** Exercise prompt **
Find every line below with "mask" in it and give only how many there are.

[Records contained in a dataset]
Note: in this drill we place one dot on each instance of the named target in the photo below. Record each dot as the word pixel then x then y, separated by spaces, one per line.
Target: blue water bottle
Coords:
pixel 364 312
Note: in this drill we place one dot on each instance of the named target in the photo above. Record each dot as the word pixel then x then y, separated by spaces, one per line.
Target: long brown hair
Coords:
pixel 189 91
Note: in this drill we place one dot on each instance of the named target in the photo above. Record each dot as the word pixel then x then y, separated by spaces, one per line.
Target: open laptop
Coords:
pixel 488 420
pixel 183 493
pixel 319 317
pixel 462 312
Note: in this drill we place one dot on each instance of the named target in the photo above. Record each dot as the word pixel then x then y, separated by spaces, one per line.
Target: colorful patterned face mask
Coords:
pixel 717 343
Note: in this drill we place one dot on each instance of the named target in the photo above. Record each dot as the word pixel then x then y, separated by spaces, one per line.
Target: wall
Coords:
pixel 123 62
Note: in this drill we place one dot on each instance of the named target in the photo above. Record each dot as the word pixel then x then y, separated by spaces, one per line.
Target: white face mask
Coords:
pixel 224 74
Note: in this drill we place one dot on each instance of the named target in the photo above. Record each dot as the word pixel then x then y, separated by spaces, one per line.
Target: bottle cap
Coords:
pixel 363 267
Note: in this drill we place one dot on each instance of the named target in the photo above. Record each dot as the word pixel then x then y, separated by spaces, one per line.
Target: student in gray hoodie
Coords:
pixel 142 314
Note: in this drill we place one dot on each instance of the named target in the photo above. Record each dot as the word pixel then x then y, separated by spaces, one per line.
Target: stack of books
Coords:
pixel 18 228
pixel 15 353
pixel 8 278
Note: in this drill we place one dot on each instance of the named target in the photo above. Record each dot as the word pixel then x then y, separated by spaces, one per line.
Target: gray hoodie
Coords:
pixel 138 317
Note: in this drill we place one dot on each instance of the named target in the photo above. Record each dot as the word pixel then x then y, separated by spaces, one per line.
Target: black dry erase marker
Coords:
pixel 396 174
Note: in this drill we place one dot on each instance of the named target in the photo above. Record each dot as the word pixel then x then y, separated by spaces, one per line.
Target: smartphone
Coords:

** Answer box **
2